[What to do] Every line below that carries the word "tail" needs to be copied.

[Point-per-instance localization data]
+++++
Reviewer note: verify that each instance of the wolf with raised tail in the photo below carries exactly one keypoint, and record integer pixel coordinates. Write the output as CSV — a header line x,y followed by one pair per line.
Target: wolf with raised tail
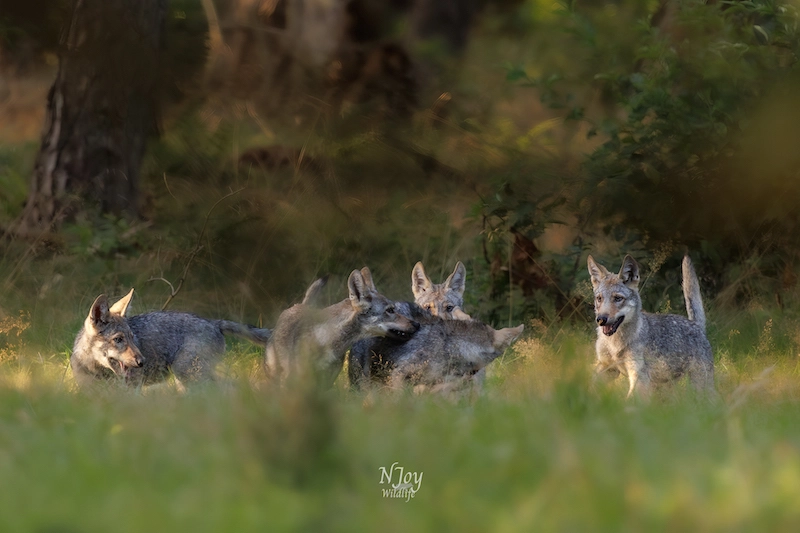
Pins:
x,y
147,348
310,343
649,348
+++++
[Solution for this task]
Reviewer note: verify that each instance of the wolf with raised tail in the photo below carries exactly one keypoint, and record integer pixel coordinates. Write the output as CSV — a header line x,y followed by one pair per line.
Target: wolf with raised tail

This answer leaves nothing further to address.